→ **INPUT DATA**
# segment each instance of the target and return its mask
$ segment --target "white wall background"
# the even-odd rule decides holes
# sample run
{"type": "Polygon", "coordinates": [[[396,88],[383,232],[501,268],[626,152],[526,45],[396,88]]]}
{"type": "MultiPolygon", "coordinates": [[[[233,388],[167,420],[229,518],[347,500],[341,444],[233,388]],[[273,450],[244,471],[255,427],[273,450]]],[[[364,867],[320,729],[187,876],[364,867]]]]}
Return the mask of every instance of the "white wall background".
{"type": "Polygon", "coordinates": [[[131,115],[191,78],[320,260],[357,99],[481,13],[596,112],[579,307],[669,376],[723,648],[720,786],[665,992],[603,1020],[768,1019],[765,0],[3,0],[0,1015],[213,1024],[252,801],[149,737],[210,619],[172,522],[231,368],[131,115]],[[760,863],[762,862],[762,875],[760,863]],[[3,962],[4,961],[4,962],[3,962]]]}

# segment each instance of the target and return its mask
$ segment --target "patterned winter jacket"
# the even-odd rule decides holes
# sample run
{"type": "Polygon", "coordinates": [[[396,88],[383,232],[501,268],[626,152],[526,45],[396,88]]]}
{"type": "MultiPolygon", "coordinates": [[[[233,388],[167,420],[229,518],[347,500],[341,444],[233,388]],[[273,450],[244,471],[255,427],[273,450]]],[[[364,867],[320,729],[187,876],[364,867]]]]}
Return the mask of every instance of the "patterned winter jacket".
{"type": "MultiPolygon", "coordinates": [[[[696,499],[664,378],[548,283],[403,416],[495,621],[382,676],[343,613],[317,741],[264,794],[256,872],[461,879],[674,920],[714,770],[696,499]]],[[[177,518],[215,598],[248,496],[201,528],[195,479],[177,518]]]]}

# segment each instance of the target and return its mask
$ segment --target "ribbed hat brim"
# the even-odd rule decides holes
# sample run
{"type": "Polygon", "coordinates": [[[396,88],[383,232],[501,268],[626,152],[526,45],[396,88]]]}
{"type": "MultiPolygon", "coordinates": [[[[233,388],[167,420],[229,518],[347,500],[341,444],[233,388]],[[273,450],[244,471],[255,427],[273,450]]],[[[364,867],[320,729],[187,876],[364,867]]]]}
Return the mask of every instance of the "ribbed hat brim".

→ **TASK STATEMENT**
Give the data again, exactly.

→ **WRITTEN RESPONSE**
# segment each instance of the target and return its mask
$ segment --target "white wall background"
# the even-odd rule decides holes
# sample run
{"type": "Polygon", "coordinates": [[[396,88],[383,232],[501,268],[626,152],[526,45],[396,88]]]}
{"type": "MultiPolygon", "coordinates": [[[[233,388],[167,420],[229,518],[347,500],[341,444],[233,388]],[[273,450],[244,471],[255,427],[273,450]]],[[[364,867],[320,729],[187,876],[364,867]]]]}
Return the mask of every instance of the "white wall background".
{"type": "Polygon", "coordinates": [[[131,115],[191,78],[320,260],[357,99],[481,13],[596,112],[579,307],[669,376],[723,648],[720,786],[665,992],[603,1020],[768,1019],[765,0],[3,0],[0,1015],[213,1024],[252,801],[149,737],[210,619],[172,522],[231,368],[131,115]],[[760,863],[762,862],[762,875],[760,863]],[[3,962],[4,961],[4,962],[3,962]]]}

# segment each instance of the target and return its mask
$ segment --target "patterned winter jacket"
# the even-odd rule decides holes
# sample run
{"type": "Polygon", "coordinates": [[[396,88],[383,232],[501,268],[626,152],[526,45],[396,88]]]}
{"type": "MultiPolygon", "coordinates": [[[[233,388],[167,420],[229,518],[347,500],[341,444],[233,388]],[[273,450],[244,471],[255,427],[273,450]]],[[[364,867],[320,729],[187,876],[364,867]]]]}
Return the mask of every instance of the "patterned winter jacket".
{"type": "MultiPolygon", "coordinates": [[[[696,499],[664,378],[548,283],[403,416],[495,621],[382,676],[343,613],[317,741],[264,794],[256,872],[461,879],[674,920],[714,770],[696,499]]],[[[177,518],[215,598],[248,496],[201,528],[195,479],[177,518]]]]}

# segment each instance of the target and return its mask
$ segment --target "ribbed hat brim"
# the even-odd rule decides holes
# sample run
{"type": "Polygon", "coordinates": [[[396,88],[383,232],[501,268],[626,152],[526,45],[396,88]]]}
{"type": "MultiPolygon", "coordinates": [[[[233,388],[167,420],[229,518],[347,500],[341,444],[233,388]],[[273,450],[244,471],[255,427],[273,450]]],[[[364,867],[320,729],[187,876],[364,867]]]]}
Return the mask of every instance of the "ribbed hat brim".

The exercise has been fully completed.